__Given task A__
How would you render this sentence from the article on Nancy Pelosi in Spanish: "Republican House minority leader John Boehner recently warned swing-district Democrats she was leading them “over a cliff” by driving the healthcare bill through the House despite deep public misgivings."?

__Article__
━━━━━━━━━━━━━━━━
It was just days after what may have been her most hard-fought and historic legislative triumph, and Democratic House Speaker Nancy Pelosi was smiling and looking ahead to her birthday.
“You know what I want for my birthday?” the most powerful woman on the US political stage asked reporters. “I want a pool table. I’ve always wanted a pool table. I want a pool table. I want to get better at it.”
Her comments — an unusually unguarded, almost chatty moment for the third-ranking US elected official — came on Thursday as she savored victory after a year-long fight to pass US President Barack Obama’s healthcare overhaul.
Pelosi, who turned 70 on Friday, now faces another daunting challenge: steering a still-ambitious agenda through a fractious Democratic caucus, past Republican opposition, ahead of the November mid-term elections which are expected to deeply dent her majority in the House of Representatives.
Republican House minority leader John Boehner recently warned swing-district Democrats she was leading them “over a cliff” by driving the healthcare bill through the House despite deep public misgivings.
━━━━━━━━━━━━━━━━
__Task inputs__
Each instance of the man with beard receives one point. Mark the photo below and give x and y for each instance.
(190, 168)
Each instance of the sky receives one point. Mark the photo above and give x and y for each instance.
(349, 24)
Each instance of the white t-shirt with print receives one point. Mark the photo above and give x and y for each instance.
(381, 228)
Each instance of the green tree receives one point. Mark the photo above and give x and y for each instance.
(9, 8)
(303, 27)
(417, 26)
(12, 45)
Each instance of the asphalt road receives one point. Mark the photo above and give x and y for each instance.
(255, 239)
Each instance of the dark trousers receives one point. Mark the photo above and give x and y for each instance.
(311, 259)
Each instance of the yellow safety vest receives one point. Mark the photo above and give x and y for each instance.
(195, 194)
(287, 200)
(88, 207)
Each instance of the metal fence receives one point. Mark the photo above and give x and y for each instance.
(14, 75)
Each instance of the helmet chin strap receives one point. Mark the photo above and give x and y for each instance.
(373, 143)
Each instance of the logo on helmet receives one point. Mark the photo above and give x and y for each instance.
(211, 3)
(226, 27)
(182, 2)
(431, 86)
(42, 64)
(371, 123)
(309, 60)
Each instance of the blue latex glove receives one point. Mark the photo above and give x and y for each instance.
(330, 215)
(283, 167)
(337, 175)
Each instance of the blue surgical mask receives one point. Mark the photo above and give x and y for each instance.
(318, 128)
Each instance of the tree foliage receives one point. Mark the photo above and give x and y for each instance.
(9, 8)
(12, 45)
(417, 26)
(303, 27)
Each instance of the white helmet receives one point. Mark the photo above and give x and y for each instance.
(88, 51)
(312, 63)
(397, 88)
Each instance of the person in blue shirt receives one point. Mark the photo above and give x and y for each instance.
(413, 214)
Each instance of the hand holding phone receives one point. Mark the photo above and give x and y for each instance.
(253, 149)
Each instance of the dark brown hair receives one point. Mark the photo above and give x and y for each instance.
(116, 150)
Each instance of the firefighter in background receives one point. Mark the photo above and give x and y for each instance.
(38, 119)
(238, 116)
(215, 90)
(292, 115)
━━━━━━━━━━━━━━━━
__Given task B__
Could you copy out, word for word, the lines of the records starting at the one that contains "Each instance of the person" and ending at the last line of the records?

__Written reply A__
El líder de la minoría republicana en la Cámara de Representantes, John Boehner, advirtió recientemente a los demócratas de distritos disputados que ella los estaba llevando "por un precipicio" al impulsar el proyecto de ley de salud en la Cámara pese a las profundas reservas del público.

__Written reply B__
Each instance of the person in blue shirt receives one point. Mark the photo above and give x and y for each instance.
(413, 214)
Each instance of the hand holding phone receives one point. Mark the photo above and give x and y for each instance.
(253, 149)
Each instance of the dark brown hair receives one point. Mark the photo above and give x and y for each instance.
(116, 150)
Each instance of the firefighter in background receives one point. Mark the photo above and give x and y for each instance.
(38, 119)
(238, 116)
(215, 90)
(292, 115)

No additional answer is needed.